The city appealed to the U.S. Court of Appeals for the 9th Circuit, which upheld the district court's finding that the Cruel and Unusual Punishments Clause invalidates Grants Pass' public-camping ordinances. 

The divided three-judge panel found that the "City of Grants Pass cannot, consistent with the Eighth Amendment, enforce its anti-camping ordinances against homeless persons for the mere act of sleeping outside with rudimentary protection from the elements, or for sleeping in their car at night, when there is no other place in the city for them to go."

The full 9th Circuit declined to rehear the case, over the dissents of 13 active judges.

Judge Diarmuid O'Scannlain criticized the ruling and said the 9th Circuit "effectively guarantees a personal federal constitutional 'right' for individuals to camp or to sleep on sidewalks and in parks, playgrounds, and other public places in defiance of traditional health, safety, and welfare laws."

Its jurisprudence in the case, O'Scannlain continued, is at odds with other circuit courts "on a question of exceptional importance —paralyzing local communities from addressing the pressing issue of homelessness, and seizing policymaking authority that our federal system of government leaves to the democratic process."

The city of Grants Pass appealed the 9th Circuit's decision in August, arguing that its rulings in cases involving the constitutionality of public-camping rules had "erected a judicial roadblock preventing a comprehensive response to the growth of public encampments in the West."

"The consequences of inaction are dire for those living both in and near encampments: crime, fires, the reemergence of medieval diseases, environmental harm, and record levels of drug overdoses and deaths on public streets," lawyers for the city wrote in their request for the Supreme Court to review the 9th Circuit's ruling.

But lawyers representing the homeless residents argued that Grants Pass' ordinances render it unlawful to sleep on public property "with so much as a blanket to survive the cold," and accused the city of trying to force homeless residents into neighboring towns. 

"Like a law criminalizing breathing outside by homeless persons, the City's ordinances punish respondents for simply existing within City limits," they wrote in a filing urging the Supreme Court not to take up the city's appeal.

Ed Johnson, who is representing the homeless residents and serves as director of litigation at the Oregon Law Center, said the 9th Circuit's ruling is consistent with Supreme Court precedent.

* **Prompt 1**:
Reproduce the passage of the Grants Pass article that begins at the words "The city of Grants" and ends after "9th Circuit's ruling.".
* **Prompt 2**:
According to the Grants Pass article, how many active judges dissented when the full 9th Circuit declined to rehear the case?

* **Extracted information**:
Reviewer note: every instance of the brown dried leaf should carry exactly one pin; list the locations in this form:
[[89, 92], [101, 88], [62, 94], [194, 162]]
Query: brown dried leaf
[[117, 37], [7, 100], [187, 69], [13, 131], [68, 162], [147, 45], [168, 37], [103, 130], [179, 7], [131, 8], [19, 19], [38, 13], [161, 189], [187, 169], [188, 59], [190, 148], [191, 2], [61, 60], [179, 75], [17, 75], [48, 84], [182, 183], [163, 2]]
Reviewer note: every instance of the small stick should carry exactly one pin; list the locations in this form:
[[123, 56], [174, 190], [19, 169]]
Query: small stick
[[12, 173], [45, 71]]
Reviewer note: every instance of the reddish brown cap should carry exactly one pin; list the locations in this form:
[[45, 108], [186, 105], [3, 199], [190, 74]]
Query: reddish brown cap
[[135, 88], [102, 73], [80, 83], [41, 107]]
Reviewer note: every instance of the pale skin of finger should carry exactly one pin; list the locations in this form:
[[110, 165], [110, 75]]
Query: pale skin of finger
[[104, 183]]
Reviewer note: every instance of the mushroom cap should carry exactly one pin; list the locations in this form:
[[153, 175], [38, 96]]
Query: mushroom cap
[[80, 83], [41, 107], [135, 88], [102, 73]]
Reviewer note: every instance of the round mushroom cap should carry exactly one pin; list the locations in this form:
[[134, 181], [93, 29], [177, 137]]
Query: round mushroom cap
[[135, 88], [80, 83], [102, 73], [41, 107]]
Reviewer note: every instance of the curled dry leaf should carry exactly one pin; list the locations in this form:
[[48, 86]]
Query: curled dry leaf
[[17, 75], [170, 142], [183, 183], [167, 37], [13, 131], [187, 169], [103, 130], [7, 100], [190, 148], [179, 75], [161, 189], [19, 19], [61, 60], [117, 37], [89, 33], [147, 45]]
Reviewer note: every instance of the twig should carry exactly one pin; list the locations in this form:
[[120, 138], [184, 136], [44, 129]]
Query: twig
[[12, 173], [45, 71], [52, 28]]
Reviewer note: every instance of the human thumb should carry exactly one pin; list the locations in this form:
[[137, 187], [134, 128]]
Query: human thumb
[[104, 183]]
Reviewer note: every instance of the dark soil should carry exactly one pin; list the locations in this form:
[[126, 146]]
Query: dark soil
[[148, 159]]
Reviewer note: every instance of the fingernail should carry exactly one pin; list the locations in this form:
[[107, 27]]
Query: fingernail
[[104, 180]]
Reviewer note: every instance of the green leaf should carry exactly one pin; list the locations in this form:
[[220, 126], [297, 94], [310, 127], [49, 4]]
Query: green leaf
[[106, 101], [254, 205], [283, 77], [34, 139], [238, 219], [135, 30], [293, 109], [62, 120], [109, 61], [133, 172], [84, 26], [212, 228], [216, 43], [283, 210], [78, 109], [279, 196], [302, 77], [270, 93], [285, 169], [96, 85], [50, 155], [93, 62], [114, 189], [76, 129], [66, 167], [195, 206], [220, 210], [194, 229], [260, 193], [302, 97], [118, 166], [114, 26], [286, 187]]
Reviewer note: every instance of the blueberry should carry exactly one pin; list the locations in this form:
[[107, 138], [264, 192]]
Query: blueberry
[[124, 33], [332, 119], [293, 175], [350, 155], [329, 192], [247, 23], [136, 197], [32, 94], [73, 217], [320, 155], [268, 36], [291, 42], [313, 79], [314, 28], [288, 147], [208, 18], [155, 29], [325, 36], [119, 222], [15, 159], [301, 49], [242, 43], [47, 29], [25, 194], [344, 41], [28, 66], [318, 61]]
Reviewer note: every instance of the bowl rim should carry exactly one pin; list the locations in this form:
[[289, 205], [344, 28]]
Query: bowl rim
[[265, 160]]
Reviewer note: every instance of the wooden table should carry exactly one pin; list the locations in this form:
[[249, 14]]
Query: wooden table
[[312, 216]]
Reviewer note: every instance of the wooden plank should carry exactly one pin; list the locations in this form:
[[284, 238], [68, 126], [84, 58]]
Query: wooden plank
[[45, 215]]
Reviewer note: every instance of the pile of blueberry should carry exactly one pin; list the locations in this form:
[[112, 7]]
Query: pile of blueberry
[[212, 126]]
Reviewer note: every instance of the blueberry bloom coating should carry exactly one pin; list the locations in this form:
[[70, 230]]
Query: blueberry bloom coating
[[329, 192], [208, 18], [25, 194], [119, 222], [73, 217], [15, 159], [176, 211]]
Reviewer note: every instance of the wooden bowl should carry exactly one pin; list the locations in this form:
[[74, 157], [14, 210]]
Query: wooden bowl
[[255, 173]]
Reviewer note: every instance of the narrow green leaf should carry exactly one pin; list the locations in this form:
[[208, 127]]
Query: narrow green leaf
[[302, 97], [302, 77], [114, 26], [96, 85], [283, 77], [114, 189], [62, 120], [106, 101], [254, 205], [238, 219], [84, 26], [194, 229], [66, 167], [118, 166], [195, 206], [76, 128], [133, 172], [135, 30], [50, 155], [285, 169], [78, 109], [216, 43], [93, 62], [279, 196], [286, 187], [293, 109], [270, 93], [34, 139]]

---

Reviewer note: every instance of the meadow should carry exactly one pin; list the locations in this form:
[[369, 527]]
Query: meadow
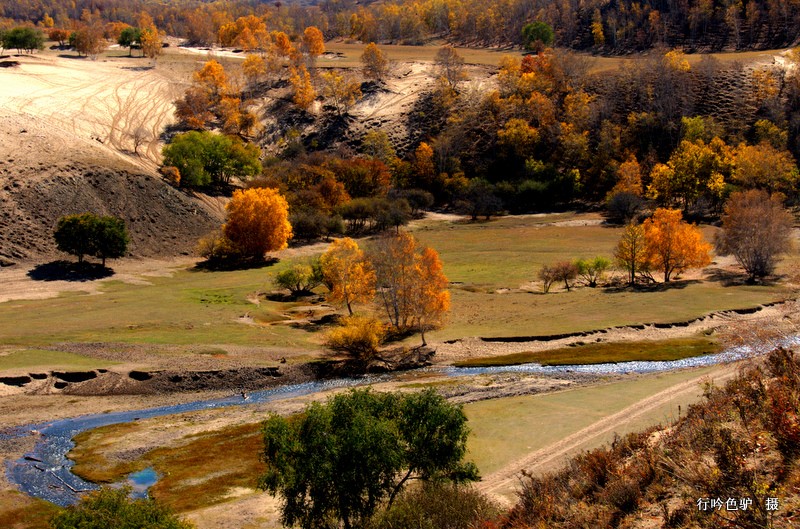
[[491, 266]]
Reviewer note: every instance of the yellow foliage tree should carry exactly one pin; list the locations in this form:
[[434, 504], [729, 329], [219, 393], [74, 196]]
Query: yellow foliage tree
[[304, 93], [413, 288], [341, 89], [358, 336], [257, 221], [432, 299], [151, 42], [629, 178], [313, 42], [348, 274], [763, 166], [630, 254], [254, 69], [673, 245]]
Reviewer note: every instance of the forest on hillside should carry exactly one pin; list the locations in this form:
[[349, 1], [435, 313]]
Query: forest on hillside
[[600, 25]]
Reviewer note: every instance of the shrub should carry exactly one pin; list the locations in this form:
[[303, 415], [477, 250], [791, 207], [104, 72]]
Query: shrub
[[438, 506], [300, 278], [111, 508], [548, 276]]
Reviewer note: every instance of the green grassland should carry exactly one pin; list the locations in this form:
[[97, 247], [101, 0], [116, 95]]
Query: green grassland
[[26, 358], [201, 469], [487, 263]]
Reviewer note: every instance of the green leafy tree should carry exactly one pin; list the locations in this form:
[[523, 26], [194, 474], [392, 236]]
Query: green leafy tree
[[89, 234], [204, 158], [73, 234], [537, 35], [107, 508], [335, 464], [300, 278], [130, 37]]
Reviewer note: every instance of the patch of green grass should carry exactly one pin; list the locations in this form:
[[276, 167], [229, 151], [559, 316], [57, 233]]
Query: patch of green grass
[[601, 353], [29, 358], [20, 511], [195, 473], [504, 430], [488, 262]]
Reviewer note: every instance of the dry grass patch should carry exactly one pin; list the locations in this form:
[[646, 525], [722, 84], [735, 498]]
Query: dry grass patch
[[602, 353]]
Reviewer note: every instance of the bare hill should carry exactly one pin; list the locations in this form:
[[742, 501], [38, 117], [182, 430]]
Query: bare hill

* **Task response 1**:
The city of Grants Pass appealed the 9th Circuit's decision in August, arguing that its rulings in cases involving the constitutionality of public-camping rules had "erected a judicial roadblock preventing a comprehensive response to the growth of public encampments in the West."

"The consequences of inaction are dire for those living both in and near encampments: crime, fires, the reemergence of medieval diseases, environmental harm, and record levels of drug overdoses and deaths on public streets," lawyers for the city wrote in their request for the Supreme Court to review the 9th Circuit's ruling.

* **Task response 2**:
13